Region pointing data
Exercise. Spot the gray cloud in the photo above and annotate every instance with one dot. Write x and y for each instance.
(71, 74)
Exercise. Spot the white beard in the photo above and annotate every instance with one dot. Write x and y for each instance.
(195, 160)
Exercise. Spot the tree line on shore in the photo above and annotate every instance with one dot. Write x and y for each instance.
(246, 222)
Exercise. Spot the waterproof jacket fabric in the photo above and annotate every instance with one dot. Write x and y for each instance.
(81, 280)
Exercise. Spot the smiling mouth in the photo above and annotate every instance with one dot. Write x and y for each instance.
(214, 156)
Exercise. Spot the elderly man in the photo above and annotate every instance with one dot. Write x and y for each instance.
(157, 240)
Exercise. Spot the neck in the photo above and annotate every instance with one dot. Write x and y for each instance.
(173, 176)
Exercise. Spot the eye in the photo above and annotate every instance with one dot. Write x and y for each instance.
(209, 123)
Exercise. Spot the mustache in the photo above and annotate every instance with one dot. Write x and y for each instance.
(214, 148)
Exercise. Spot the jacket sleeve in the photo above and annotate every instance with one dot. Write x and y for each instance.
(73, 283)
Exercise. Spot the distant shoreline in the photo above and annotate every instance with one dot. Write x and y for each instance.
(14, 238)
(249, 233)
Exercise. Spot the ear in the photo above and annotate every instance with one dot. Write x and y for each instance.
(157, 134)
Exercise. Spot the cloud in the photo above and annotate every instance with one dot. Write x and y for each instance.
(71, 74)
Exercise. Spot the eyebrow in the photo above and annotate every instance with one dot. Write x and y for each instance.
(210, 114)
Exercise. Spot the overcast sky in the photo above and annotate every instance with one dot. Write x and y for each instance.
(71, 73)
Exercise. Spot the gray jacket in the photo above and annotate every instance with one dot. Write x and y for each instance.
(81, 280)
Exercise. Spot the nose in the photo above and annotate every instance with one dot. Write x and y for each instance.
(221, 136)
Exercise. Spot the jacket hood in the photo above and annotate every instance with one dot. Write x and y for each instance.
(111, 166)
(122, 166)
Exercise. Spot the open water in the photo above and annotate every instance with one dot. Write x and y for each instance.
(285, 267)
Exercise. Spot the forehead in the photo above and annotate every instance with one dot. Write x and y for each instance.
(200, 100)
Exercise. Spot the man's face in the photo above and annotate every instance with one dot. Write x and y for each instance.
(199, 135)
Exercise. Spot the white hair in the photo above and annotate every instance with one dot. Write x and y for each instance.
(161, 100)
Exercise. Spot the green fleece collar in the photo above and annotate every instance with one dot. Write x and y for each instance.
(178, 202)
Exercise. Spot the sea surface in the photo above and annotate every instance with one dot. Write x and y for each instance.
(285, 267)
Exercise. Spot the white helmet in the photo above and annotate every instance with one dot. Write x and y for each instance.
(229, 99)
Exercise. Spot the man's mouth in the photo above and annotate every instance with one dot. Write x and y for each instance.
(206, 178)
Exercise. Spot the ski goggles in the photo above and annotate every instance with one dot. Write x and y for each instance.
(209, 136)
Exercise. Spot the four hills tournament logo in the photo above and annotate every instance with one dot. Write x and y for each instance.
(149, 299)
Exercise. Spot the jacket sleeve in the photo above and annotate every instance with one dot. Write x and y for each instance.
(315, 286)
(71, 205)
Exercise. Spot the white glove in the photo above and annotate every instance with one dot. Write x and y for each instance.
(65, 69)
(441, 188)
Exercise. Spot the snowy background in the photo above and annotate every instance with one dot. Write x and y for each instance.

Exercise prompt: In the answer, please give only the lines from the line containing "Exercise. Spot the white glove" through the final line of the data, copied exactly.

Answer to this task:
Exercise. Spot the white glove in the photo above and annotate every instance with one dot. Write x and y for each instance.
(65, 69)
(441, 188)
Exercise. Spot the snowy background in the photo above and annotate every instance with one dot. Write x and y for each instance.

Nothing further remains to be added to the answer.